(Beginning of Information given)
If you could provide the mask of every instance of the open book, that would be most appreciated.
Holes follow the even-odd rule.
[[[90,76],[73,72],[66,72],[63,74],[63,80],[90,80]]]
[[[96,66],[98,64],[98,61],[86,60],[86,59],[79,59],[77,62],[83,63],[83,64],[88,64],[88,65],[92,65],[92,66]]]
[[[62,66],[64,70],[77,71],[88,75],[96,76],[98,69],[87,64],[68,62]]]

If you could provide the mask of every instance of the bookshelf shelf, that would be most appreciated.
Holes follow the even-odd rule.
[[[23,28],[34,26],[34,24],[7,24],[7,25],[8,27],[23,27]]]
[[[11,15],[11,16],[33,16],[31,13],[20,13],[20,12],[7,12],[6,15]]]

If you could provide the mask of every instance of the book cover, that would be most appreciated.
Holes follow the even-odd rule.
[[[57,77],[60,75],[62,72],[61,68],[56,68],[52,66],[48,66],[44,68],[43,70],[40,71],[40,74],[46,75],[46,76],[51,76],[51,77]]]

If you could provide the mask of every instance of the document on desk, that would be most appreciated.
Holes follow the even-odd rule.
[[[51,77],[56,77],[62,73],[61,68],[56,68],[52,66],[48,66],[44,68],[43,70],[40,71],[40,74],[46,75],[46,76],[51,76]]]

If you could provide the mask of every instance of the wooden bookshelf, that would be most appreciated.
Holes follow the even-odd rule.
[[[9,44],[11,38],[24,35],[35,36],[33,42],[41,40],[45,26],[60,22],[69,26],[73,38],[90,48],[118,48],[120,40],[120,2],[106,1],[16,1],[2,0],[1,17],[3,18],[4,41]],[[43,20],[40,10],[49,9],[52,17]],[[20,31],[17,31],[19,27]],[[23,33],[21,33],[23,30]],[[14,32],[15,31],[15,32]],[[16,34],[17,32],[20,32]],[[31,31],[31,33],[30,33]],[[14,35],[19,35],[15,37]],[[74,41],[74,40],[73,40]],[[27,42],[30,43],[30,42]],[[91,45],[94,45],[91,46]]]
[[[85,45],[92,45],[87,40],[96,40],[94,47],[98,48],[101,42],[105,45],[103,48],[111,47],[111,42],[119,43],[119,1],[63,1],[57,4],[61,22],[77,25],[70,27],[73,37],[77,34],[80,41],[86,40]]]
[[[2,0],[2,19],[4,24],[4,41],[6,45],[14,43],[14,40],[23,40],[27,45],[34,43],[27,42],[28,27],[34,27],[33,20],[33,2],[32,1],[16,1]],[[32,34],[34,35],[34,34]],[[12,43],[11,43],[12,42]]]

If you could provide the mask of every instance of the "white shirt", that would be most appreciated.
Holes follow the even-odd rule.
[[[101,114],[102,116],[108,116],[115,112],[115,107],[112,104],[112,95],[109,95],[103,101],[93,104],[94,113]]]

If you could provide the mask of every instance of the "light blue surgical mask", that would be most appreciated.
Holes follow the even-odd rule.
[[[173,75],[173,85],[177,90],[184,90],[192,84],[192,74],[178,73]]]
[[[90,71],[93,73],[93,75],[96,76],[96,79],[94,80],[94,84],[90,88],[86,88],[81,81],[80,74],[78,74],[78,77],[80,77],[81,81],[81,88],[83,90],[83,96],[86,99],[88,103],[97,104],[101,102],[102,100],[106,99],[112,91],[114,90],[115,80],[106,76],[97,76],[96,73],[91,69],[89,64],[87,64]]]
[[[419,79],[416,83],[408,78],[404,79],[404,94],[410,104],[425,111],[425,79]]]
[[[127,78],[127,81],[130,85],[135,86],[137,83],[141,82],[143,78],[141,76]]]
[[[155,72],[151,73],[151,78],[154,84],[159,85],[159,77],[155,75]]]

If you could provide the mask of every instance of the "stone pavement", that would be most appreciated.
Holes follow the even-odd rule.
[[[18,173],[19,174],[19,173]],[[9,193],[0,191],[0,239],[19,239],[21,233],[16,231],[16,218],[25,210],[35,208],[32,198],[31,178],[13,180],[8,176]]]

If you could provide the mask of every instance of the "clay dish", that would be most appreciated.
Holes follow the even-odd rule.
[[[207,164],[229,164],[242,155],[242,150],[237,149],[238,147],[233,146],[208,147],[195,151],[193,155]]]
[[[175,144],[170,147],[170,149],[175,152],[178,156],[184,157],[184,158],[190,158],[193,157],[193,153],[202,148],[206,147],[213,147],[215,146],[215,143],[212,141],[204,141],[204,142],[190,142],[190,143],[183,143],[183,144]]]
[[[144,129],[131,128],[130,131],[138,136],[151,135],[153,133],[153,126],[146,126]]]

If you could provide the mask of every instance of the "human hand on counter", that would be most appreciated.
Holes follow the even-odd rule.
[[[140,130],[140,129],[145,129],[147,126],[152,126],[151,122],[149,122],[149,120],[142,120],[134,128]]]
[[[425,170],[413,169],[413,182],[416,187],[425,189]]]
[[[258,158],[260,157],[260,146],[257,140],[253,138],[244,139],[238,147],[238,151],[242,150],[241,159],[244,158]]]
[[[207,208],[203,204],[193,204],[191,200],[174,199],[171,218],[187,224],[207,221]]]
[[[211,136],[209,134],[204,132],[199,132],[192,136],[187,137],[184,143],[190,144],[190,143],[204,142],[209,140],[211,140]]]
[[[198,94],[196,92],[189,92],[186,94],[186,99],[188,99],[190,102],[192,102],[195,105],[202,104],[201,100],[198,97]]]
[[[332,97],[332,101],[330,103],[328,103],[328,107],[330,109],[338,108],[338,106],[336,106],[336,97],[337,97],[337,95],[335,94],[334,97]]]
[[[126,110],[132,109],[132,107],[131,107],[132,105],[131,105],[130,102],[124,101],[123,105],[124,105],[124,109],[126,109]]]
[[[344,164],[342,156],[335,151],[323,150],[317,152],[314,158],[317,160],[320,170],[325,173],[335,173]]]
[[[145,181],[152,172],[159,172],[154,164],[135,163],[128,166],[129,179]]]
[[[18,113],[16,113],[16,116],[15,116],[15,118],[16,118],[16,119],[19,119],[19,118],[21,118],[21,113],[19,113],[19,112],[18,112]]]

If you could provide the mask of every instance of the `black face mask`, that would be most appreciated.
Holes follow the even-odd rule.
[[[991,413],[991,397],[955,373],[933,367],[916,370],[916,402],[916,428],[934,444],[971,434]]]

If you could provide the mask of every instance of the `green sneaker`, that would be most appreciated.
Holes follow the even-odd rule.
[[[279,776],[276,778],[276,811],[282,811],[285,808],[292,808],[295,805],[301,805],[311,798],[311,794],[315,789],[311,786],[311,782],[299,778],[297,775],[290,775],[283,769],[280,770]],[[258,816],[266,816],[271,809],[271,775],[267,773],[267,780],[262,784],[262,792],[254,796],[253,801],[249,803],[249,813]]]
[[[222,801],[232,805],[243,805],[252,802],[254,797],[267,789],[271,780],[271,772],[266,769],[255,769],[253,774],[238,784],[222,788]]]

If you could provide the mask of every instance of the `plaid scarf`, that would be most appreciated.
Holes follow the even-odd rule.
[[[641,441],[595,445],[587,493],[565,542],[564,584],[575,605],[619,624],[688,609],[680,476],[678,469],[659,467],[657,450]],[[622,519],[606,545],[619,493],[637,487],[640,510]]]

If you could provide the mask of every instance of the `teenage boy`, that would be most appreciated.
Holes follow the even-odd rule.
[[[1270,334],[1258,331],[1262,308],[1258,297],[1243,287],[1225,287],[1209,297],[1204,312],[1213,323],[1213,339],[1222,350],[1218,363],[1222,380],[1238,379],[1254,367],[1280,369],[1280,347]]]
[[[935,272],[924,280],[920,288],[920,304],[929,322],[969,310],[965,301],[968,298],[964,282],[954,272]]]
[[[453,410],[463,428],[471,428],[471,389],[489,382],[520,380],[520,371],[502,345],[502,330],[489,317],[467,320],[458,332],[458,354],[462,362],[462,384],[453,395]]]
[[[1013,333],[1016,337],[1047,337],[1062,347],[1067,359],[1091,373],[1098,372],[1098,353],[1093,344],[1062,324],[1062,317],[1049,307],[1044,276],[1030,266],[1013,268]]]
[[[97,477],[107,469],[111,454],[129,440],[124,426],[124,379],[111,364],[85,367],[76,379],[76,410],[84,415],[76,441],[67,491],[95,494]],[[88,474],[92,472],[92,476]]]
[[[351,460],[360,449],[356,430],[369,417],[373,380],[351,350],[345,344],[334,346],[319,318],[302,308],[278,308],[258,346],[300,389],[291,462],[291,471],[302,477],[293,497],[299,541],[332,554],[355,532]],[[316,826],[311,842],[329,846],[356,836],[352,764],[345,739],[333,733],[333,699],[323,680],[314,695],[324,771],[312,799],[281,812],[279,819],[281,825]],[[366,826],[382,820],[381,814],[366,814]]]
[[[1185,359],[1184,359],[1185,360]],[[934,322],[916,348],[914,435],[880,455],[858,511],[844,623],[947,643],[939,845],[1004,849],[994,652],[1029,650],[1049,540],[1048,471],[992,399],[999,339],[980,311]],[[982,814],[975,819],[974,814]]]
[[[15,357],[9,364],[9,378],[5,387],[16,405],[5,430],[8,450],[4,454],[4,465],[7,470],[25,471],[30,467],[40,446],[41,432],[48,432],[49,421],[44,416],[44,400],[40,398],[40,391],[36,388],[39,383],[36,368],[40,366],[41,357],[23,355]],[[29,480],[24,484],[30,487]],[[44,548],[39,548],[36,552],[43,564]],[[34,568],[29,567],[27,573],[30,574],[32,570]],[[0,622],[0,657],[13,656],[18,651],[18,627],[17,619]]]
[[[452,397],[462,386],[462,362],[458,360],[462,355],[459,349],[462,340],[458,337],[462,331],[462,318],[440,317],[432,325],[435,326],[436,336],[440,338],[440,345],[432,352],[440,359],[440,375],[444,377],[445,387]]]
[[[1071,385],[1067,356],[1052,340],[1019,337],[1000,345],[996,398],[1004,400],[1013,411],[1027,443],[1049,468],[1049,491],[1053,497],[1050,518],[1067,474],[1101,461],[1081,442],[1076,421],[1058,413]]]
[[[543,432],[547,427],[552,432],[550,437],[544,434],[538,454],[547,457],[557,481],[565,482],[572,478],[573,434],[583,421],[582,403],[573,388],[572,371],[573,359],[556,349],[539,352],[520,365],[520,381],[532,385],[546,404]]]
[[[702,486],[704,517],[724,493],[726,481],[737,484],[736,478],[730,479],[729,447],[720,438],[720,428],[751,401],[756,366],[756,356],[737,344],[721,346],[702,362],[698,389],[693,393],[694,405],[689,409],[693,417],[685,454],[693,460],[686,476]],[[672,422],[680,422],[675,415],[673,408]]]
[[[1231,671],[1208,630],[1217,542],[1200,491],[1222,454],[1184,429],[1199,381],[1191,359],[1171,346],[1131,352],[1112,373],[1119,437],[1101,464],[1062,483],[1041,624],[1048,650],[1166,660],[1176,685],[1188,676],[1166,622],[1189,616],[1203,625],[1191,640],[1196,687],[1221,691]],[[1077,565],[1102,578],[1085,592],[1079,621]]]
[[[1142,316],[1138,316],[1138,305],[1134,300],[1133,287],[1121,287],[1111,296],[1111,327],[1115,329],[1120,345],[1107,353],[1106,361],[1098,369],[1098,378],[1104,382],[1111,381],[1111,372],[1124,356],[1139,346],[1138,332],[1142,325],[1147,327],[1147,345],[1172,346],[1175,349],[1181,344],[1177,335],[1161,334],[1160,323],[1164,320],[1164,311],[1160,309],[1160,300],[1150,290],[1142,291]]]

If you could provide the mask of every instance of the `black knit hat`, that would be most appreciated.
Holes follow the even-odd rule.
(End of Information given)
Requirement: Exactly the lines above from the one with "cover, that would be most appreciated." to the one with "bookshelf, that would be most appreciated.", both included, are to be quoted; leave the rest out.

Output:
If you could provide the mask of every instance of the book cover, that would be most appreciated.
Holes follow the even-odd rule.
[[[57,77],[60,75],[62,72],[61,68],[56,68],[52,66],[48,66],[44,68],[43,70],[40,71],[40,74],[46,75],[46,76],[51,76],[51,77]]]

If you could provide the mask of every instance of the document on desk, that would be most appreciated.
Holes follow the even-odd rule.
[[[51,77],[56,77],[62,73],[61,68],[56,68],[52,66],[48,66],[44,68],[43,70],[40,71],[40,74],[46,75],[46,76],[51,76]]]

If you could provide the mask of every instance of the wooden bookshelf, that would be most appreciated.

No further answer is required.